## [Énoncé a]
Recopiez à l'identique les lignes de la liste, depuis celle qui contient « of the person » jusqu'à la fin de la liste, ces deux bornes comprises.

## [Extrait choisi]

* * *

RÉFLÉXION SUR DEUX REPRÉSENTATIONS DU CALVAIRE
V.G.

Comme le rappelle Emilie Van Taack dans un article récent (1), le grand théologien Léonide Ouspensky montre clairement les différences fondamentales entre l’art religieux occidental et l’iconographie orthodoxe canonique.

Alors que l'icône canonique montre l'humanité transfigurée, déifiée, la peinture religieuse occidentale représente l'humanité réelle dans sa déchéance, même si certaines écoles tardives essayent de l'idéaliser, souvent de façon plutôt mièvre comme dans le style Saint-Sulpice, ce qui n'est pas non plus une solution comme l'explique Ouspensky (ibid.)

Les représentations du Calvaire illustrent particulièrement bien cette différence d'approche, encore accentuée par la différence théologique de l'explication de la Passion:

RÉFLÉXION SUR DEUX REPRÉSENTATIONS DU CALVAIRE
- Dans la tradition orthodoxe, le Christ triomphant sur la croix bénit et embrasse le monde entier. "Par sa mort il a vaincu la mort"(hymne pascal) – non la mort d'un individu, fut-il Jésus de Nazareth, mais de toute l'humanité qu'il bénit (cf. illustration 1: icône russe du XV siècle). La Passion contient la Résurrection, comme le montrent les hymnes de la Semaine Sainte, et le Christ présente le visage miséricordieux de Dieu: un père qui se rend proche nous, pécheurs déchus par l'incarnation et la mort de Son Fils sur la Croix.

* * *

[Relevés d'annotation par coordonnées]
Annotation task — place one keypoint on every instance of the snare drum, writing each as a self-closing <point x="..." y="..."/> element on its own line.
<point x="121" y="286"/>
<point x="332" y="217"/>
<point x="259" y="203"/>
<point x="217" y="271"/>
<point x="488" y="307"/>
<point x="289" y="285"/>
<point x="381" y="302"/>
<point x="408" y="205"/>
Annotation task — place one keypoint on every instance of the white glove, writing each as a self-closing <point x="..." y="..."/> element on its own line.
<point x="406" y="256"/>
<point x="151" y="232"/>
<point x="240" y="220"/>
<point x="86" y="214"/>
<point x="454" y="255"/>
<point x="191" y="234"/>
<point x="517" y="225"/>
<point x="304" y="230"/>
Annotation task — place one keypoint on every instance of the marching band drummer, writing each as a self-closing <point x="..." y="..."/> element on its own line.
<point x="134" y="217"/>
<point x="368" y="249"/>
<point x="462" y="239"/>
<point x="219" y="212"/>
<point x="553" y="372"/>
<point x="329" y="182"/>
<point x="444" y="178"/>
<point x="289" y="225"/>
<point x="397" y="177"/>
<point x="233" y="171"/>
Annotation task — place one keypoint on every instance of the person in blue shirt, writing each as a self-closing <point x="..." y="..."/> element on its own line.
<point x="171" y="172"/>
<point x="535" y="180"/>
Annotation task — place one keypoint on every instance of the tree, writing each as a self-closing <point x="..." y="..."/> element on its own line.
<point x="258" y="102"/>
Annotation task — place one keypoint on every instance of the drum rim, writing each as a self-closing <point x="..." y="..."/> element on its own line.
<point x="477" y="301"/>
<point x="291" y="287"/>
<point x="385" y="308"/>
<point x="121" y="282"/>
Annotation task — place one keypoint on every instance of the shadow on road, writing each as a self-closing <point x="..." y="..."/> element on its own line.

* * *

## [Énoncé b]
D'après l'extrait sur les deux représentations du Calvaire, que fait le Christ triomphant sur la croix dans la tradition orthodoxe ?

## [Réponse rédigée a]
Annotation task — place one keypoint on every instance of the person in blue shirt, writing each as a self-closing <point x="..." y="..."/> element on its own line.
<point x="171" y="172"/>
<point x="535" y="180"/>
Annotation task — place one keypoint on every instance of the tree, writing each as a self-closing <point x="..." y="..."/> element on its own line.
<point x="258" y="102"/>
Annotation task — place one keypoint on every instance of the drum rim, writing each as a self-closing <point x="..." y="..."/> element on its own line.
<point x="477" y="301"/>
<point x="291" y="287"/>
<point x="385" y="308"/>
<point x="121" y="282"/>
Annotation task — place one keypoint on every instance of the shadow on road, writing each as a self-closing <point x="..." y="..."/> element on its own line.

## [Réponse rédigée b]
Il bénit et embrasse le monde entier.